### Stored rows
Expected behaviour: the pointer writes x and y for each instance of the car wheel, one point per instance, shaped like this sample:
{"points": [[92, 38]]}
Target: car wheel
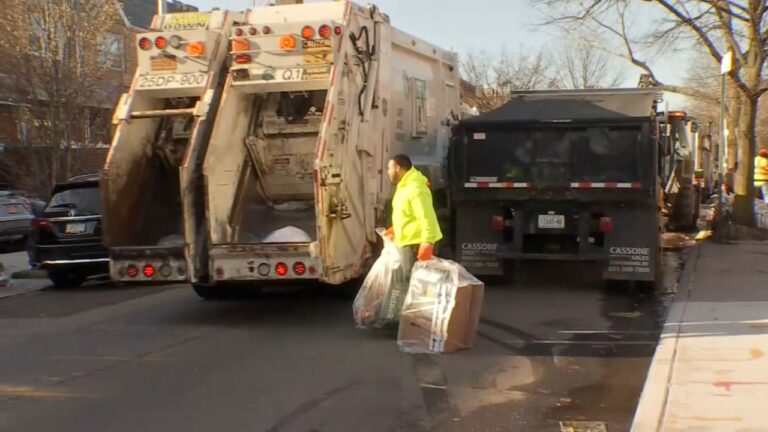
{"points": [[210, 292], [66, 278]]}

---

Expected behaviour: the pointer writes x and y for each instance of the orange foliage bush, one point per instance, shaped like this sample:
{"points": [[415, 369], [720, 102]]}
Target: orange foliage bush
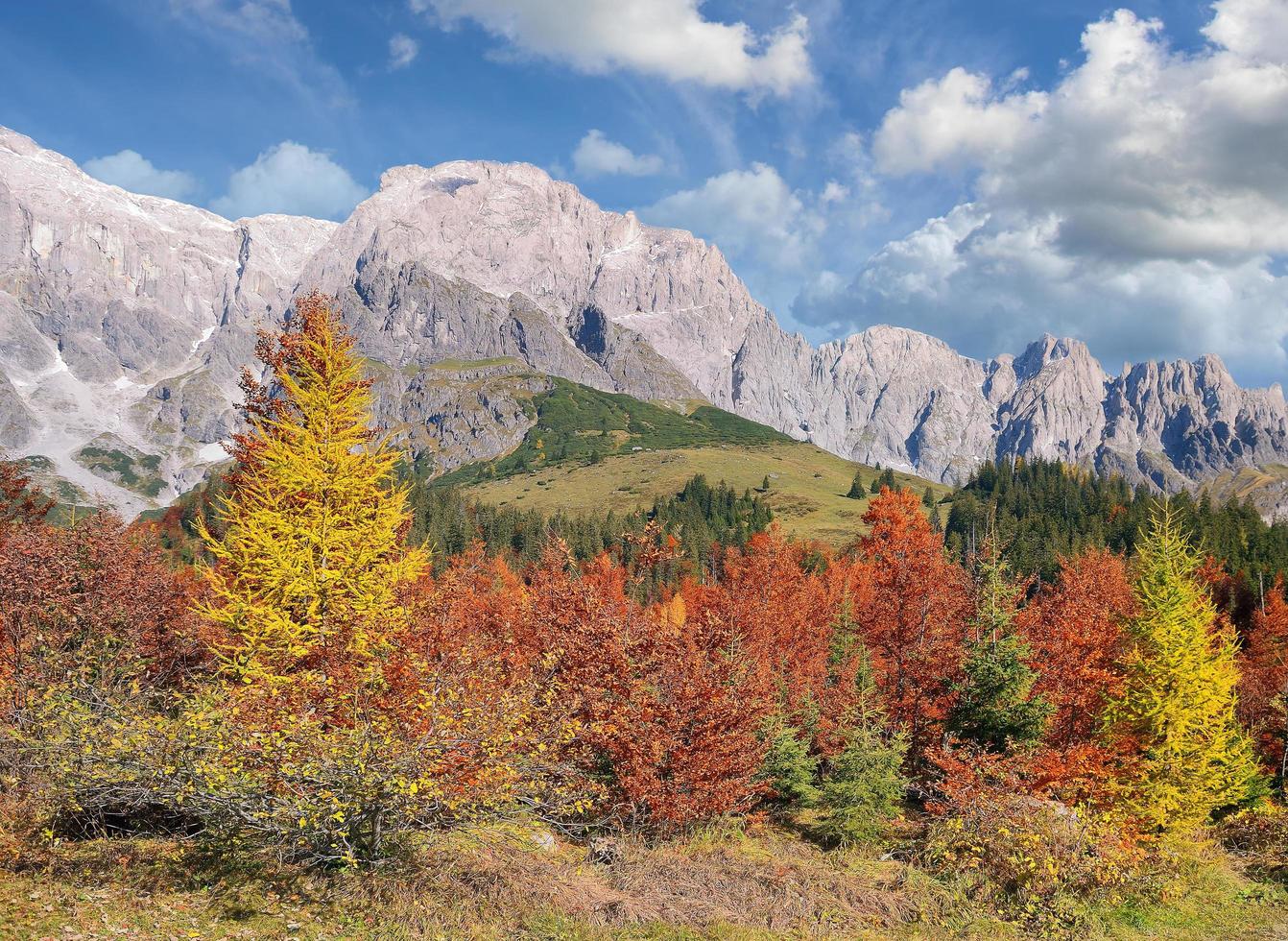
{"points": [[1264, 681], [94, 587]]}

### Task objective
Show each line of the rows above that contains the word "writes", treating the match as case-sensitive.

### Written answer
Expected behaviour: the pointer writes x and y for each instance of the car wheel, one point per instance, shaped like this sample:
Expected behaviour: the pointer writes x and y for each instance of the orange foliage bush, one point per instance, shaped like this sample:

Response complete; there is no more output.